EXTRACT PROVIDED →
Ford became very successful in her new found career and began to build one of the biggest empires in the Mary Kay company in her day. She was bringing in over 650,000 buckaroos each year. Being a beauty consultant was becoming lucrative in many different ways for her. Allow me to give you a few take aways from this article that added inspiration to my life as a leader.
She Found Something She Loved Doing
In 1987, when she decided to go to work for Mary Kay, she found so much more than a 8-4 everyday mundane job to drag her through each and every week. Ford found a calling, something she loved and enjoyed doing. She uncovered a strength of hers to sell and connect with people. So she leveraged that to her benefit, and lit the industry on fire with her smarts and enthusiasm.
Too many people feel they are stuck in a position that they do not feel passionate about. A college major, career choice, or a relationship they are in, weighs on them like a ton of bricks.
If we are going to be the leaders that we need to be, we need to discover the passion in what we do. Here’s three things that I will mention shortly to help you do that:
- Remember why you started this career and list all of the positive items that drove you in that direction.
- Read inspirational books and quotes that will ignite a fire in your soul, and cultivate that flame as well. I personally love to watch YouTube videos that give me knowledge about leadership, salesmanship, managing. My favorite authors are John C. Maxwell, Jeffrey Gitomer, Zig Ziglar, and any biography of great leaders, in any industry.
- Maintain a close relationship with like minded individuals that challenge you, inspire you and help you broaden your scope, cause the roots of your life to dig deep, help maintain a vertical growth, and develop branches to benefit those around you.
If you are not excited, guess what? Neither will those people around you be! -Dustin L. Carr
She Devoted Her Life to Others
Karen made Mary Kay’s motto very personal, “In business for yourself, but not by yourself.” She began recruiting women to join the illustrious business and began building a mammoth like company. Karen didn’t recruit people, but rather she empowered women to devote their life to a cause.
No doubt, Karen Ford ascribed to the very foundation of Mary Kay, “God first, family second, and career third.” Only when a person is able to keep life into perspective, can we help others and prevent burnout. But once she built a foundation and had her priorities set, Karen began to develop a powerhouse around her and inspire generations to come.

INSTRUCTIONS →
a - Transcribe the passage of the Karen Ford article that begins at "If we are going" and stops after "in any industry.".
b - According to the Karen Ford article, in what year did Ford go to work for Mary Kay?

DATA SECTION →
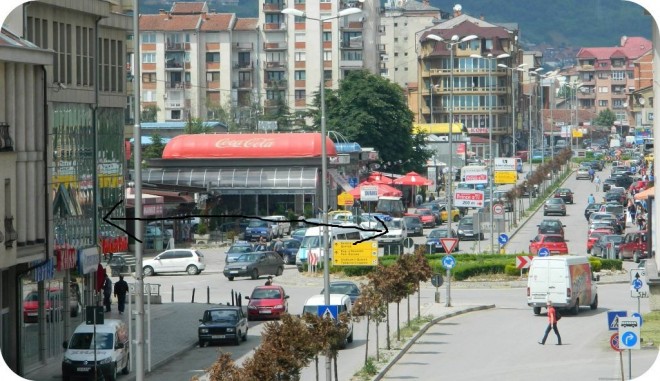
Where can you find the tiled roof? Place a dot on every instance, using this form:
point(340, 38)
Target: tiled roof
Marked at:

ANSWER LIST →
a -
If we are going to be the leaders that we need to be, we need to discover the passion in what we do. Here’s three things that I will mention shortly to help you do that:
- Remember why you started this career and list all of the positive items that drove you in that direction.
- Read inspirational books and quotes that will ignite a fire in your soul, and cultivate that flame as well. I personally love to watch YouTube videos that give me knowledge about leadership, salesmanship, managing. My favorite authors are John C. Maxwell, Jeffrey Gitomer, Zig Ziglar, and any biography of great leaders, in any industry.

b - 1987